BEGIN Data for this exercise
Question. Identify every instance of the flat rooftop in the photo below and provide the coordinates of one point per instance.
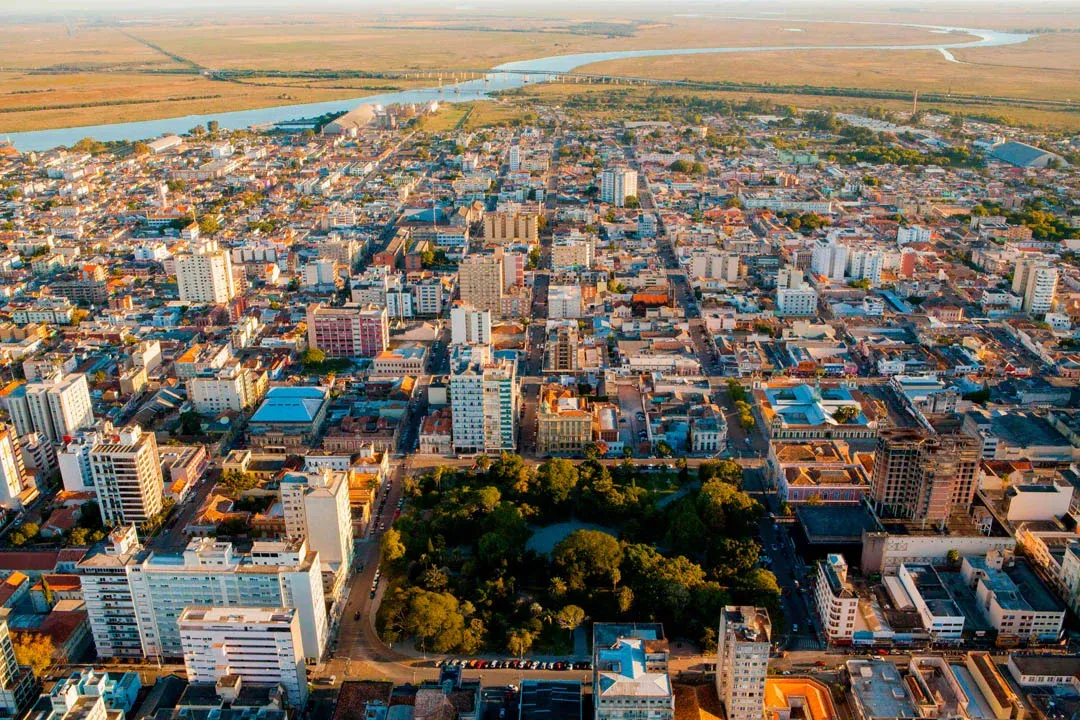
(879, 690)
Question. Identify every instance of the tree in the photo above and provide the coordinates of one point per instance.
(434, 619)
(520, 642)
(557, 478)
(725, 471)
(313, 357)
(393, 548)
(588, 555)
(208, 225)
(736, 391)
(570, 617)
(35, 650)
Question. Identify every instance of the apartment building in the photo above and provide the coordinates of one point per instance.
(505, 227)
(742, 663)
(17, 683)
(353, 330)
(205, 274)
(54, 407)
(630, 673)
(480, 283)
(564, 423)
(316, 510)
(484, 403)
(617, 184)
(260, 646)
(470, 326)
(835, 599)
(1035, 281)
(134, 597)
(801, 301)
(126, 474)
(919, 474)
(231, 388)
(14, 480)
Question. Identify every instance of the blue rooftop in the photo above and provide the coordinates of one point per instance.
(298, 405)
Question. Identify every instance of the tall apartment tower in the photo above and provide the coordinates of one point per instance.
(617, 184)
(470, 326)
(1035, 281)
(354, 330)
(480, 282)
(205, 274)
(511, 226)
(134, 597)
(316, 508)
(742, 661)
(58, 406)
(13, 476)
(17, 683)
(260, 646)
(484, 404)
(923, 474)
(126, 473)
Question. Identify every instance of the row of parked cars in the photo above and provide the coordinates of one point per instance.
(513, 664)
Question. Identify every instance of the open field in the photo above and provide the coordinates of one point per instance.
(123, 97)
(473, 116)
(556, 93)
(909, 70)
(149, 67)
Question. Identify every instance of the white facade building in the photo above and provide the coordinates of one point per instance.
(801, 301)
(260, 646)
(617, 184)
(742, 661)
(135, 597)
(126, 474)
(470, 326)
(835, 599)
(58, 406)
(205, 274)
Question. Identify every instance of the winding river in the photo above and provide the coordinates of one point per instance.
(507, 76)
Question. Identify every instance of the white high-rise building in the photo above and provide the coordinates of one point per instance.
(205, 274)
(801, 301)
(127, 478)
(835, 598)
(14, 479)
(742, 661)
(316, 508)
(913, 234)
(260, 646)
(73, 459)
(17, 683)
(865, 263)
(135, 597)
(829, 258)
(59, 406)
(1035, 281)
(617, 184)
(470, 326)
(484, 403)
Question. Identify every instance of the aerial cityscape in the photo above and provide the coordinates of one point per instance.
(521, 362)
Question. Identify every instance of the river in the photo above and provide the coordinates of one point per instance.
(507, 76)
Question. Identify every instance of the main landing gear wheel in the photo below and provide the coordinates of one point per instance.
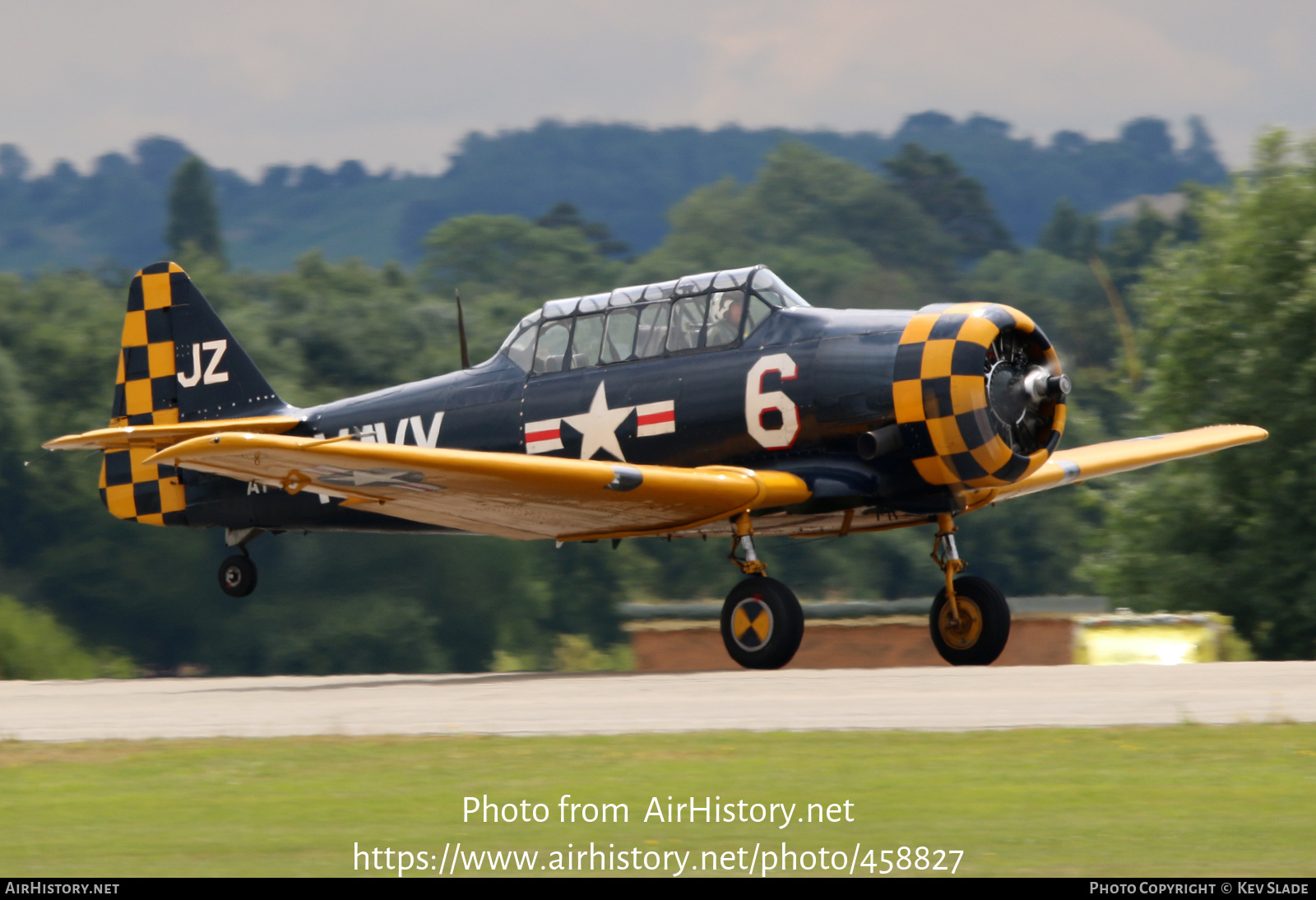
(237, 577)
(762, 623)
(977, 636)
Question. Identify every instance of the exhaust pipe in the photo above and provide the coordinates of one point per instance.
(881, 441)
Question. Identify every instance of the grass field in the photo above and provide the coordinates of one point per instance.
(1184, 800)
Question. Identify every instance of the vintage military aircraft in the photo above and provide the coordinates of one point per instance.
(717, 404)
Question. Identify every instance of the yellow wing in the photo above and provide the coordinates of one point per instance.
(1114, 457)
(503, 494)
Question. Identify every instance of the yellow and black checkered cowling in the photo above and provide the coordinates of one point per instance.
(145, 394)
(941, 401)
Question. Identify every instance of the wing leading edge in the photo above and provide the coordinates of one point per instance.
(1115, 457)
(502, 494)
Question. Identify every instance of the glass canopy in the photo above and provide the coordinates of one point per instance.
(756, 278)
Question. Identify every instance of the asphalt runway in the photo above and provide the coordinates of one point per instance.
(523, 704)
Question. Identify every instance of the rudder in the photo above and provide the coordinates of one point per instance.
(177, 364)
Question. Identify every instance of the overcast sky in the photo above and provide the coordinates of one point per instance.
(399, 81)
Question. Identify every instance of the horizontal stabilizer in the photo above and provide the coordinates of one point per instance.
(164, 436)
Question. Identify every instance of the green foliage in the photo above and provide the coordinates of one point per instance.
(839, 234)
(1069, 233)
(954, 200)
(565, 215)
(1228, 327)
(35, 647)
(625, 175)
(194, 216)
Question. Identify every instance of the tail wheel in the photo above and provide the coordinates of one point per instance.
(982, 629)
(762, 623)
(237, 577)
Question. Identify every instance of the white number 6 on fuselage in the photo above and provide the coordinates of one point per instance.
(760, 401)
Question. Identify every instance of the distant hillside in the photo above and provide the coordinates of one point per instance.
(623, 175)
END Data for this exercise
## Task details
Rewrite the listing above as a numbered list, one line per item, leaving out blank lines and the pictures.

## Final answer
1. Question. Identify every instance of the flat rooftop in the photo below and provide the coordinates of one point per instance.
2. (879, 690)
3. Question. Identify every instance of the tree in the photo above and provide the coordinates of one point per instance.
4. (434, 619)
5. (520, 642)
6. (557, 478)
7. (725, 471)
8. (313, 357)
9. (393, 548)
10. (588, 555)
11. (208, 225)
12. (736, 391)
13. (570, 617)
14. (35, 650)
15. Question. Identify every instance of the apartment building in the photo above and provide the coordinates of one point per instance.
16. (505, 227)
17. (742, 663)
18. (17, 683)
19. (353, 330)
20. (205, 274)
21. (54, 407)
22. (630, 673)
23. (480, 283)
24. (564, 423)
25. (316, 510)
26. (484, 403)
27. (617, 184)
28. (260, 646)
29. (470, 326)
30. (835, 599)
31. (1035, 281)
32. (134, 597)
33. (801, 301)
34. (126, 474)
35. (919, 474)
36. (231, 388)
37. (14, 480)
38. Question. Identify every instance of the blue rooftop in the photo above and provide the coordinates of one point per instance.
39. (298, 405)
40. Question. Identify every instance of the tall apartment tower in the photo above and provide the coordinates of one point per instance.
41. (617, 184)
42. (470, 326)
43. (1035, 281)
44. (354, 330)
45. (480, 282)
46. (205, 274)
47. (511, 226)
48. (134, 597)
49. (316, 508)
50. (742, 661)
51. (58, 406)
52. (13, 476)
53. (17, 683)
54. (260, 646)
55. (484, 404)
56. (923, 474)
57. (126, 473)
58. Question. Identify every instance of the row of parked cars in the photo above and provide the coordinates of one point per instance.
59. (513, 664)
60. Question. Identify every instance of the open field in the photo above and provide the coordinates of one point per instance.
61. (123, 97)
62. (473, 116)
63. (556, 93)
64. (909, 70)
65. (149, 67)
66. Question. Identify every instance of the white facade building in the photo above and provide the coordinates of one point per instance.
67. (801, 301)
68. (260, 646)
69. (617, 184)
70. (742, 661)
71. (135, 597)
72. (126, 474)
73. (470, 326)
74. (835, 599)
75. (58, 406)
76. (205, 274)
77. Question. Identify every instance of the winding river in the photo above and provide the coordinates of one point per instance.
78. (507, 76)
79. Question. Identify every instance of the white high-rise building in the photo above and provide the coordinates of one point per instance.
80. (205, 274)
81. (801, 301)
82. (127, 478)
83. (835, 598)
84. (14, 479)
85. (742, 661)
86. (316, 508)
87. (913, 234)
88. (260, 646)
89. (73, 459)
90. (17, 683)
91. (865, 263)
92. (135, 597)
93. (829, 258)
94. (59, 406)
95. (1035, 281)
96. (617, 184)
97. (470, 326)
98. (484, 403)
99. Question. Identify every instance of the aerial cityscape in the photo above and provide the coordinates of one point per instance.
100. (521, 362)
101. Question. Identify every instance of the river in the photo above and provide the coordinates of one point per instance.
102. (507, 76)
103. Question. Identify every instance of the main landing gear wheel in the photo below and provide the coordinates of one point per instance.
104. (237, 577)
105. (762, 623)
106. (977, 636)
107. Question. Identify every instance of the exhaust pipe in the photo above and provide the coordinates of one point per instance.
108. (881, 441)
109. Question. Identify every instance of the grass field in the photo above and provide the coordinates of one point per instance.
110. (1184, 800)
111. Question. Identify every instance of the vintage military aircraft in the photo above and provide the coordinates of one point per instance.
112. (717, 404)
113. Question. Identify every instance of the yellow wing in the photo above and provide the coordinates of one point per instance.
114. (1114, 457)
115. (503, 494)
116. Question. Identify every instance of the yellow and black checkered cowling in the photo above and provide the coordinates of one point per instance.
117. (145, 394)
118. (941, 401)
119. Question. Identify every instance of the wing leading edge in the photo above and provide the coordinates of one point per instance.
120. (1115, 457)
121. (502, 494)
122. Question. Identify every instance of the glass canopy in the photo above and provide the coordinates of one point per instance.
123. (756, 278)
124. Question. Identify every instance of the asphalt runway in the photo above and provide the coordinates of one point per instance.
125. (523, 704)
126. Question. Identify every instance of the rudder in the photo above and provide the coordinates of one point per instance.
127. (177, 364)
128. Question. Identify every instance of the overcast sky in the photo above and provide the coordinates of one point per instance.
129. (399, 81)
130. Question. Identify every instance of the horizontal stabilizer in the photo above and provide the coordinates of one point per instance.
131. (164, 436)
132. Question. Identify every instance of the green foliage in the photo above and provide the coordinates of one point per instance.
133. (839, 234)
134. (1069, 233)
135. (954, 200)
136. (565, 215)
137. (1228, 327)
138. (35, 647)
139. (625, 175)
140. (194, 216)
141. Question. Identify every instance of the tail wheel in the photo above and provide the coordinates of one point per instance.
142. (982, 629)
143. (762, 623)
144. (237, 577)
145. Question. Identify every instance of the white number 6 on fuselage in the photo above and provide the coordinates of one point per instance.
146. (760, 401)
147. Question. Identify every instance of the distant hillside in the photo above and provide the coordinates of one point per instance.
148. (623, 175)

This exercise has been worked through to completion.